## [To do]
All lines of the data shown below should be output exactly as they stand.
:: Source data
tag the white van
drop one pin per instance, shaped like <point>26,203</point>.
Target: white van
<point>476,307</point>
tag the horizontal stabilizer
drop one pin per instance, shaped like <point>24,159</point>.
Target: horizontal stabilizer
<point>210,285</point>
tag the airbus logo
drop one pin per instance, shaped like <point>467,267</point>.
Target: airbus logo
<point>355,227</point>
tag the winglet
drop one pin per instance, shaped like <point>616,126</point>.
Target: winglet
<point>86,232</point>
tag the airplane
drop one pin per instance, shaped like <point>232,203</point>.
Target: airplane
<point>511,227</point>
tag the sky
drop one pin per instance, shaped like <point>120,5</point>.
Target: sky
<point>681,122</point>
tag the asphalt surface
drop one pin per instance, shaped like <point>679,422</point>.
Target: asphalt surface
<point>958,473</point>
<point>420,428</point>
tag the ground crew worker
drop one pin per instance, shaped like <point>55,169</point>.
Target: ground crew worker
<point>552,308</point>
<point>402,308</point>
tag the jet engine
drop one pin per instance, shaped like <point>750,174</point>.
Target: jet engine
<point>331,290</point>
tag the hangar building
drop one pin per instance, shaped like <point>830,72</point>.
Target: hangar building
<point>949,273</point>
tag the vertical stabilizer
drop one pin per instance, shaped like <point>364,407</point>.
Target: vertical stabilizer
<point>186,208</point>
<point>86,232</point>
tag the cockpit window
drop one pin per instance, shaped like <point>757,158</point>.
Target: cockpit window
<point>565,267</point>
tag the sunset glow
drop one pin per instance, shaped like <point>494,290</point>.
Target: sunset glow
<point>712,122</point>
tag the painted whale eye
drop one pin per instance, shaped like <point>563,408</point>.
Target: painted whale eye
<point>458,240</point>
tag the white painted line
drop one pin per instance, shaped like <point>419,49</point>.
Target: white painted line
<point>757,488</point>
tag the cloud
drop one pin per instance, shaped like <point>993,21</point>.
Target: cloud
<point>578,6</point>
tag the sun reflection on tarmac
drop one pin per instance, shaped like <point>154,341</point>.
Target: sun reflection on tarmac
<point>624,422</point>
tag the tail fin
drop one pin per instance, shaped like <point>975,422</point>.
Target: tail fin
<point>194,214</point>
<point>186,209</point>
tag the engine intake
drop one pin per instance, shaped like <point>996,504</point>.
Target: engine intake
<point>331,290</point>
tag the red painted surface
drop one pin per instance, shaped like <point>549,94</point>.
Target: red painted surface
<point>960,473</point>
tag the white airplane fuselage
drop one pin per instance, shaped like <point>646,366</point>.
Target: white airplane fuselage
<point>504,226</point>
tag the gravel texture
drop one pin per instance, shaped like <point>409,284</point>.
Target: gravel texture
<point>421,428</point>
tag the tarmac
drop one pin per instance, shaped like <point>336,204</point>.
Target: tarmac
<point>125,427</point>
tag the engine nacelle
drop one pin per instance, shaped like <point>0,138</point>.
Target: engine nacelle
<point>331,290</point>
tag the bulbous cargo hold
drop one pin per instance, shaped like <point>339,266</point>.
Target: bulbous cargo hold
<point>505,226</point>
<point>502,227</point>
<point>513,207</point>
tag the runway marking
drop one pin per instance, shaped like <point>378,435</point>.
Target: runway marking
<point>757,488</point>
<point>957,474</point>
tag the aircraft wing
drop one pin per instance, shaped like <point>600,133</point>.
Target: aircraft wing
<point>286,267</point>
::::
## [Exercise result]
tag the white van
drop one pin per instance, shaped like <point>26,203</point>.
Target: white van
<point>476,307</point>
tag the horizontal stabilizer
drop one pin per instance, shaped like <point>24,159</point>.
Target: horizontal stabilizer
<point>210,285</point>
tag the airbus logo
drop one pin per instance, shaped like <point>467,267</point>.
Target: airbus logo
<point>355,227</point>
tag the winglet
drop one pin per instance, shaped like <point>616,126</point>.
Target: winglet
<point>86,232</point>
tag the airplane
drop one pin per instance, shaped like <point>232,203</point>.
Target: airplane
<point>511,227</point>
tag the sky
drop one pin per instance, shaped like <point>120,5</point>.
Target: sky
<point>681,122</point>
tag the asphalt surface
drop one pin per instance, shaped like <point>679,422</point>.
Target: asphalt surface
<point>958,473</point>
<point>420,428</point>
tag the ground crew worker
drop one pin per instance, shaped like <point>55,169</point>.
Target: ground crew worker
<point>552,308</point>
<point>402,308</point>
tag the jet engine
drop one pin per instance, shaped like <point>750,174</point>.
Target: jet engine
<point>331,290</point>
tag the hangar building
drop one pin per instance, shaped like <point>830,72</point>.
Target: hangar building
<point>949,273</point>
tag the vertical stabilizer
drop one pin per instance, shaped like <point>364,407</point>.
Target: vertical stabilizer
<point>186,208</point>
<point>86,232</point>
tag the cockpit window
drop one pin per instance, shaped like <point>757,158</point>.
Target: cockpit window
<point>565,267</point>
tag the sunset glow
drop one pin per instance, shaped like <point>494,290</point>.
Target: sunset glow
<point>712,122</point>
tag the painted whale eye
drop one pin per instance, shaped like <point>563,408</point>.
Target: painted whale eye
<point>458,240</point>
tag the white painted line
drop one pin per instance, shaped like <point>419,49</point>.
Target: white painted line
<point>757,488</point>
tag the cloud
drop one pin per instance, shaped like <point>993,21</point>.
Target: cloud
<point>578,6</point>
tag the sun reflection on tarmac
drop one pin per instance, shaped like <point>154,341</point>.
Target: sun reflection on tarmac
<point>624,422</point>
tag the tail fin
drop one pin per instance, shaped like <point>975,422</point>.
Target: tail fin
<point>194,214</point>
<point>186,209</point>
tag the engine intake
drop one pin per instance, shaped like <point>996,504</point>.
Target: engine intake
<point>331,290</point>
tag the red painted surface
drop one pin per instance, shaped like <point>549,94</point>.
Target: red painted surface
<point>960,473</point>
tag the white airplane fuselage
drop one pin per instance, shaped like <point>646,366</point>.
Target: white airplane fuselage
<point>504,226</point>
tag the gravel texture
drop one pin per instance, shaped like <point>409,284</point>.
Target: gravel texture
<point>421,428</point>
tag the tarmac
drop one pin per instance, shaped like <point>336,204</point>.
Target: tarmac
<point>125,427</point>
tag the engine nacelle
drop one pin per instance, shaped like <point>0,138</point>.
Target: engine nacelle
<point>331,290</point>
tag the bulbous cargo hold
drop one pin per instance, shaped like <point>339,266</point>.
Target: bulbous cargo hold
<point>505,226</point>
<point>502,227</point>
<point>513,207</point>
tag the runway marking
drop one pin per instance, shaped like <point>378,435</point>.
Target: runway marking
<point>757,488</point>
<point>957,474</point>
tag the aircraft wing
drop one pin per instance, shaped like <point>600,133</point>.
Target: aircraft wing
<point>286,267</point>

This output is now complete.